Named-object pointing items:
-*-

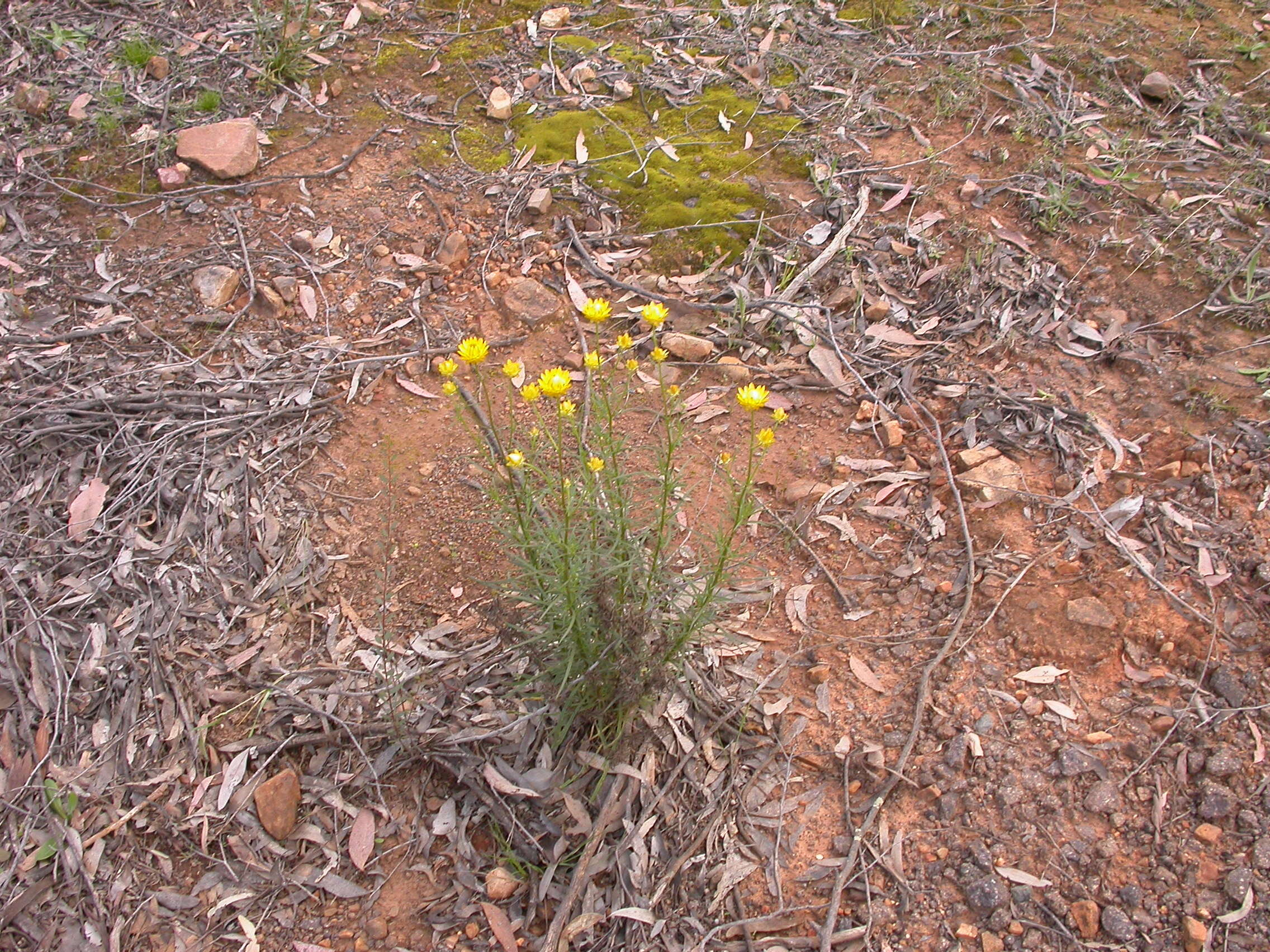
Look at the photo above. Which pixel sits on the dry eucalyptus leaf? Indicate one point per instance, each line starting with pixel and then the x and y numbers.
pixel 505 786
pixel 501 926
pixel 307 299
pixel 865 674
pixel 1042 674
pixel 86 508
pixel 795 606
pixel 233 777
pixel 1241 913
pixel 409 386
pixel 580 925
pixel 361 839
pixel 446 820
pixel 1023 879
pixel 1061 708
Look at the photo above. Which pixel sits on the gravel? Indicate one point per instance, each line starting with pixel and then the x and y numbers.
pixel 1118 926
pixel 986 894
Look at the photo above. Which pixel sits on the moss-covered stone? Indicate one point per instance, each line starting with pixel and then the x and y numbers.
pixel 708 183
pixel 483 149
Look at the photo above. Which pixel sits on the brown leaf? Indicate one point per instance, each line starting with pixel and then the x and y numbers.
pixel 86 508
pixel 361 838
pixel 865 674
pixel 828 363
pixel 409 386
pixel 505 786
pixel 893 335
pixel 897 198
pixel 795 606
pixel 501 926
pixel 307 301
pixel 233 777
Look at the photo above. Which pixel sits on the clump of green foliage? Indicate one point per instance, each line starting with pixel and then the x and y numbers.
pixel 207 101
pixel 704 184
pixel 591 518
pixel 878 13
pixel 283 42
pixel 138 51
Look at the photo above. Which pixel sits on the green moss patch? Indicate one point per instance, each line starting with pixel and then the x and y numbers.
pixel 705 185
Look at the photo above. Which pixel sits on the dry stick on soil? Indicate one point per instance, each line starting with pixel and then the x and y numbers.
pixel 922 686
pixel 617 801
pixel 101 834
pixel 843 598
pixel 831 250
pixel 596 271
pixel 203 189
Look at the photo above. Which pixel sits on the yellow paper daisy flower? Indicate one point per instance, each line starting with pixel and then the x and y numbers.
pixel 555 383
pixel 597 310
pixel 655 314
pixel 473 351
pixel 752 396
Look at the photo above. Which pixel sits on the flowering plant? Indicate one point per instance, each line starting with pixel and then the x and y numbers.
pixel 591 513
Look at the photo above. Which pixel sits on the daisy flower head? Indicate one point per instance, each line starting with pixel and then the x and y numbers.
pixel 655 314
pixel 473 351
pixel 752 396
pixel 555 383
pixel 597 310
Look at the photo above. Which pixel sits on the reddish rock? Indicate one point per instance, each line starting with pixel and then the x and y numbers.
pixel 225 149
pixel 1085 916
pixel 277 804
pixel 172 177
pixel 530 301
pixel 32 99
pixel 454 250
pixel 216 285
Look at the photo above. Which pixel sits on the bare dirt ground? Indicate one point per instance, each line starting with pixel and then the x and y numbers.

-*-

_DO THIS_
Copy out every one of the items above word for word, leaving the pictures out.

_SOLVED PROBLEM_
Look at the photo above. Which pixel sits on the dry eucalyptus leaf? Indicate one point per instance, each line starting with pixel and then the x and y numbers.
pixel 505 786
pixel 501 926
pixel 307 299
pixel 865 674
pixel 1042 674
pixel 86 508
pixel 795 606
pixel 233 777
pixel 1241 913
pixel 409 386
pixel 580 925
pixel 361 839
pixel 446 820
pixel 1023 879
pixel 1061 708
Look at the photo above. Which pixel sits on the gravel? Indicate one point per instance, each line starting with pixel and then the x and y numbers.
pixel 1118 926
pixel 986 894
Look at the photo above. Which pixel sits on the moss-covered stone? Indicate one point per instance, each line starting with pixel and then the x and y numbers.
pixel 708 183
pixel 483 149
Look at the photo above. Which pixel sits on the brown leaf? Indicate one point per instance, each line starting with pixel and then the x and y numbers.
pixel 86 508
pixel 361 838
pixel 865 674
pixel 828 363
pixel 409 386
pixel 505 786
pixel 893 335
pixel 897 198
pixel 795 606
pixel 501 926
pixel 307 301
pixel 233 777
Look at the photo above. Which pixel sits on the clump of green foliage? Indicate one point per instance, each line starting with pixel and then the x and y numbers.
pixel 207 101
pixel 704 184
pixel 591 518
pixel 878 13
pixel 283 42
pixel 138 51
Look at the photo above. Which pixel sits on the green moss patch? Indicate one point per instance, each line starting with pixel and then the x and y numbers.
pixel 705 185
Look at the photo above. Which pixel sits on the dry stick on soil? Indicate one point per instance, each line starting with pixel and then the x and y numbers.
pixel 922 686
pixel 617 801
pixel 101 834
pixel 843 598
pixel 831 250
pixel 596 271
pixel 203 189
Look at the photo above. Which pixel sits on the yellow paper daisy flower? Indicate one point per instance, each line starting with pixel and then the x and y numbers.
pixel 555 383
pixel 597 310
pixel 655 314
pixel 473 351
pixel 752 396
Look at the photo above. Which pixel sits on the flowering plant? Indicate one point per instance, each line starting with pixel and then the x and y numbers.
pixel 591 513
Look at the photo above. Which pixel sits on the daisy flower head? Indicate one point per instance, each line starting with pixel and then the x and y numbers.
pixel 655 314
pixel 473 351
pixel 752 396
pixel 555 383
pixel 597 310
Look at the photo above. Which pixel sits on the reddish rock? Indicate one point per instance, each line starting with pixel and then the x and y numbers.
pixel 225 149
pixel 1085 916
pixel 277 804
pixel 172 177
pixel 530 301
pixel 32 99
pixel 454 250
pixel 216 285
Look at the photo above. Which pixel sits on the bare dirt ground? Indicate one point per instance, each line starting with pixel and then the x and y numbers.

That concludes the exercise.